Copy all of the material below, substituting "survey record" for every occurrence of "field-scouting log" and leaving everything else unchanged. Omit the pictures from your answer.

RECORDS PROVIDED

________

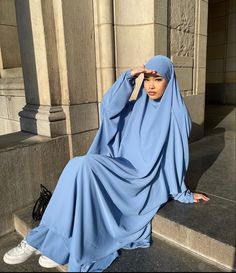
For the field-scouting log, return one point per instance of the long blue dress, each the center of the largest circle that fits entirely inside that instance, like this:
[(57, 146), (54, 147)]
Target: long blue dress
[(106, 199)]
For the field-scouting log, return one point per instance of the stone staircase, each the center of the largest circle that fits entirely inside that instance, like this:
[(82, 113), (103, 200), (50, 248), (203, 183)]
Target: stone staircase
[(189, 237)]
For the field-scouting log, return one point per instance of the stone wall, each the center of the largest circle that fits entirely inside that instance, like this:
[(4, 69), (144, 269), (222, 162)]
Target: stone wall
[(128, 37), (221, 52)]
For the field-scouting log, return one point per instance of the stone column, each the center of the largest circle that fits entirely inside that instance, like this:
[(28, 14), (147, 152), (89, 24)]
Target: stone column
[(105, 45), (9, 46), (58, 59), (77, 68), (42, 113)]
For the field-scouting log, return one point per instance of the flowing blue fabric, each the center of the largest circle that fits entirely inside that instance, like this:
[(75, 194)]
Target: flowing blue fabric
[(105, 200)]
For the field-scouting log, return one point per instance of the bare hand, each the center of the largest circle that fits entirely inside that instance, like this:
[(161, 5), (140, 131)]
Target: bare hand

________

RESPONSE FOR THIS EXERCISE
For the survey record, return one point per instance of the long blue dress, each the center of the largest circle that fits entirely inside that instance, like this:
[(57, 146), (54, 147)]
Target: long blue dress
[(106, 199)]
For the survey record, return one point per instance of the stone staircase, each the center of the largest circle that fits entirely inside that instance, like this:
[(82, 113), (103, 200), (50, 248), (203, 183)]
Target: stone staircase
[(189, 237)]
For the survey record, return one point per instance of the stone wall, each the center of the largest circle that fits entirely inside that instance, like this:
[(4, 69), (144, 269), (222, 162)]
Target: stone wall
[(128, 37), (221, 52)]
For the survey record, return one point per instance of the stone column, each the center of the largest circle that fits entirely inside that instance, like this:
[(28, 14), (147, 152), (89, 24)]
Target: stone column
[(105, 45), (9, 46), (58, 59), (77, 68), (42, 113)]
For the survey record, return one point per instance of the flowing blue fabric, each the center of the largest circle that fits entirely inside that instance, like this:
[(75, 194)]
Target: flowing blue fabric
[(105, 200)]
For the survey record, return one point per instance of the bare hand, each the center of the largest circle that fits entirely inside that instance, like this:
[(161, 5), (140, 131)]
Target: bare hand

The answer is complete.